Vorliegender Textauszug:
----
Es begegnet mir ein Demonstrationszug von vielleicht 50.000 Arbeitern, Männern und Frauen, aus den führenden Betrieben, die bisher die Gefolgschaft der radikalen Führer waren. Auf ihren Schildern steht „Nieder mit den Waffen“, „Wir wollen kein Blutvergießen“, „Einigkeit mit oder gegen die Führer“. Dieselben Männer, die noch vor wenigen Tagen den radikalsten Forderungen gedankenlos zugestimmt haben, erkennen jetzt, daß nur nicht kein Erfolg auf diese Weise erzielt werden kann, sondern befürchten Arbeitslosigkeit und dadurch Verlust des bisher Erreichten.

Die Generale haben keine Truppen mehr! Das Erkennen erwacht in der Masse, aber jetzt darf es keinen Vergleich mehr geben, jetzt muß die Autorität der Regierung fest begründet werden, sonst ist alles verloren.
----
Gegebene Angaben:
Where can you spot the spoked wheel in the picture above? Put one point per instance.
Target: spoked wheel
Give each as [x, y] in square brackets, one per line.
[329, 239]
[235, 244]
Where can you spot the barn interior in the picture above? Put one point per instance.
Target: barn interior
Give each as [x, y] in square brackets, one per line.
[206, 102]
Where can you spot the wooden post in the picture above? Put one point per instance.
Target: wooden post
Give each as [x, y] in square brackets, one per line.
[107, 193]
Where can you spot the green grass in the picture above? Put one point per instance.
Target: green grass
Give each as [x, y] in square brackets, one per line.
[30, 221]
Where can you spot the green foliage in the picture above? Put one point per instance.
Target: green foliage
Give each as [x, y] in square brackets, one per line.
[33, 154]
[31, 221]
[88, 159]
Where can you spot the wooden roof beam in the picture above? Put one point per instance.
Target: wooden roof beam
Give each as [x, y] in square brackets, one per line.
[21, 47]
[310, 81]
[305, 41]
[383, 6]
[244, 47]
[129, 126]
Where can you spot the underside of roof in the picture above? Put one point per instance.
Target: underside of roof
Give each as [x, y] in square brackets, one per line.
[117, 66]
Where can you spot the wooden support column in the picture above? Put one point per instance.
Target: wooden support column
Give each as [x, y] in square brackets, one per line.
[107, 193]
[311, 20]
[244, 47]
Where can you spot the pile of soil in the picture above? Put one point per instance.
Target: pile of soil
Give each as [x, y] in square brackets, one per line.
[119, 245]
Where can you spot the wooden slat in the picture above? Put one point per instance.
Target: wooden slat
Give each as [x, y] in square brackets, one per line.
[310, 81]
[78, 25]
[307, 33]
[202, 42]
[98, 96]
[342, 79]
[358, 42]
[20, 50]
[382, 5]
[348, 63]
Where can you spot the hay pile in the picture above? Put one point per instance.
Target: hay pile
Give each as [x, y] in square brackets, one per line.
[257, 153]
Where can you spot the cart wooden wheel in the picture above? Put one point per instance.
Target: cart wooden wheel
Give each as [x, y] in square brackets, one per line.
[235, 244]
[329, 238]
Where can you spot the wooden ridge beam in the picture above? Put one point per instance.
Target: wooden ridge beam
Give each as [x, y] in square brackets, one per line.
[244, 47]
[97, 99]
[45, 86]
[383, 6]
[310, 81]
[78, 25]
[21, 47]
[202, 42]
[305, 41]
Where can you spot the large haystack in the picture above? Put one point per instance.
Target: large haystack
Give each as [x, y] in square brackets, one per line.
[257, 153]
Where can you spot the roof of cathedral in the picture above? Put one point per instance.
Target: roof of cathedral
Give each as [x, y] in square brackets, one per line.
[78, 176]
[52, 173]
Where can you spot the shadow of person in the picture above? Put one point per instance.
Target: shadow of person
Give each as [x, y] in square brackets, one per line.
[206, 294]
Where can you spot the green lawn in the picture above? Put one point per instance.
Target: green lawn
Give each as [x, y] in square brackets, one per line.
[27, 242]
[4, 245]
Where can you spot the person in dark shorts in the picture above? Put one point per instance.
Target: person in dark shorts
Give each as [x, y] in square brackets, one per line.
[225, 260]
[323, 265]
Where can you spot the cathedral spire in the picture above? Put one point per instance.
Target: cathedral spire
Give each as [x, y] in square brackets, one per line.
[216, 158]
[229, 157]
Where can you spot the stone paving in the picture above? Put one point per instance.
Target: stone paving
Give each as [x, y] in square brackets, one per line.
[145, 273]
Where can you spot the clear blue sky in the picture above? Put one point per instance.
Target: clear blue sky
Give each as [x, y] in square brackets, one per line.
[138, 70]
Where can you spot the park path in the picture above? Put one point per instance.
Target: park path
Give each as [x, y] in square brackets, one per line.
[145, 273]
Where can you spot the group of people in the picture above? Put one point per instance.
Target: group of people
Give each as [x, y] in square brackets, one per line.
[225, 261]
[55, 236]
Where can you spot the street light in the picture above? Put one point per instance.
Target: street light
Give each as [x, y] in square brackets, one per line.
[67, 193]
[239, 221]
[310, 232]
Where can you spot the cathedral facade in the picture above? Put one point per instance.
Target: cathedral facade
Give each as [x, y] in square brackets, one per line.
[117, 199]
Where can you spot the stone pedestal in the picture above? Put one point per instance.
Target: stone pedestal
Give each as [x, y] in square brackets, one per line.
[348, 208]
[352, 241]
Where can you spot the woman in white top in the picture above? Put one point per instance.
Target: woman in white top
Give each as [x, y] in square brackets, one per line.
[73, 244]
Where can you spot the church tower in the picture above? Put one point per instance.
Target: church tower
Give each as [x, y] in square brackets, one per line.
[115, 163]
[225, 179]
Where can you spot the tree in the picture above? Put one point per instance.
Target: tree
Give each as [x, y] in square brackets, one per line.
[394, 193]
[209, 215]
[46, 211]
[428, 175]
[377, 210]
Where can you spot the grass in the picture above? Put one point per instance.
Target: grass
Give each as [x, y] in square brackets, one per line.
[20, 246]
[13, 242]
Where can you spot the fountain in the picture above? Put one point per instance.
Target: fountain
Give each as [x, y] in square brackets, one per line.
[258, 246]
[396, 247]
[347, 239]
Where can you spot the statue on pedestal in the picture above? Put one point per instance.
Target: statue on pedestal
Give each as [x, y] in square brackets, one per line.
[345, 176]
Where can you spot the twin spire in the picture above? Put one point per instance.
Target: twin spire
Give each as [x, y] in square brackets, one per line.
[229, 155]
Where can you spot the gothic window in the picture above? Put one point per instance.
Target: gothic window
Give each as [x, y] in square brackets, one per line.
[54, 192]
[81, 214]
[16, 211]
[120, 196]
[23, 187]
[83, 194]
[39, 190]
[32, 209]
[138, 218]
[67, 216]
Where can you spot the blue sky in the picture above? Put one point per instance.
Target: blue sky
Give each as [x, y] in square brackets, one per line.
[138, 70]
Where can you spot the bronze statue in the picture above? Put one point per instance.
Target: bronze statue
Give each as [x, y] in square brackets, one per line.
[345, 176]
----
Aufgabenstellung:
Setze den Textauszug über den Demonstrationszug der Arbeiter im Anschluss an seinen letzten Satz fort. Die Einträge werden hierfür nicht gebraucht.

Antwort zur Aufgabe:
Während diese friedlichen Massen an mir vorbeiziehen zum Abgeordnetenhaus, ertönen Schüsse von verschiedenen Seiten. Als ich zum Anhalter Bahnhof komme, wird die Straße gesäubert. Als neue Schüsse fallen, stürzen alle Menschen in die Seitenstraßen. Eine merkwürdige Mischung von Geschäftsbetrieb, friedlicher Demonstration und Kriegführen!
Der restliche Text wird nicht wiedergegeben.